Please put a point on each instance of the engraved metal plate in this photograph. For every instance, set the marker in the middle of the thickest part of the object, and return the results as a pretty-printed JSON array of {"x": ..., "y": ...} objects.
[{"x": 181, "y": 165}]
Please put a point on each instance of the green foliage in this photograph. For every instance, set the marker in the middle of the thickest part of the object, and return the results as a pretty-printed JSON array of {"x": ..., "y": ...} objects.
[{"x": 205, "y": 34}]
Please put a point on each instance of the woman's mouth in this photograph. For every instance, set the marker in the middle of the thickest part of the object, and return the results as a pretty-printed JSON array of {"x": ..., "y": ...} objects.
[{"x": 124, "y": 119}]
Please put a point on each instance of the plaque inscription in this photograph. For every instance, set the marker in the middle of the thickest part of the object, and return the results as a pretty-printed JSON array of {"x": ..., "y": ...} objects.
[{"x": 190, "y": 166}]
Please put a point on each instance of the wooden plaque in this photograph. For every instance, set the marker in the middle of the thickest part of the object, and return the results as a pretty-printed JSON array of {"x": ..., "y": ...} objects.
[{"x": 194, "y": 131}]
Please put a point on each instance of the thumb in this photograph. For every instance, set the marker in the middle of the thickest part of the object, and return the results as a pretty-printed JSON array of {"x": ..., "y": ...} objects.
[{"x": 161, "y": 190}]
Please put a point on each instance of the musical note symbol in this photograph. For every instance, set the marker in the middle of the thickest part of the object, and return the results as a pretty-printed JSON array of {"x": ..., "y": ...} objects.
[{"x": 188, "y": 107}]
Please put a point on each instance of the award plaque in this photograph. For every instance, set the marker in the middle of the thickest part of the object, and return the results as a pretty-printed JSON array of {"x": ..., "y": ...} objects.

| The task |
All lines from the line containing "Please put a point on each instance of the musical" through the end of the listing above are to be duplicated exactly; include both ends and nothing further.

| Result for this task |
Please put a point on each instance of the musical note symbol in this photograph. For every instance, set the marker in the middle of the thickest part of the object, and return the results as a pretty-printed JSON array of {"x": ..., "y": ...} objects.
[{"x": 188, "y": 107}]
Please put a point on each instance of the award plaque in this photograph. For every instance, set the marker in the middle of the thickest part of the object, and return the results as a pretty-printed JSON array of {"x": ..., "y": ...} objects.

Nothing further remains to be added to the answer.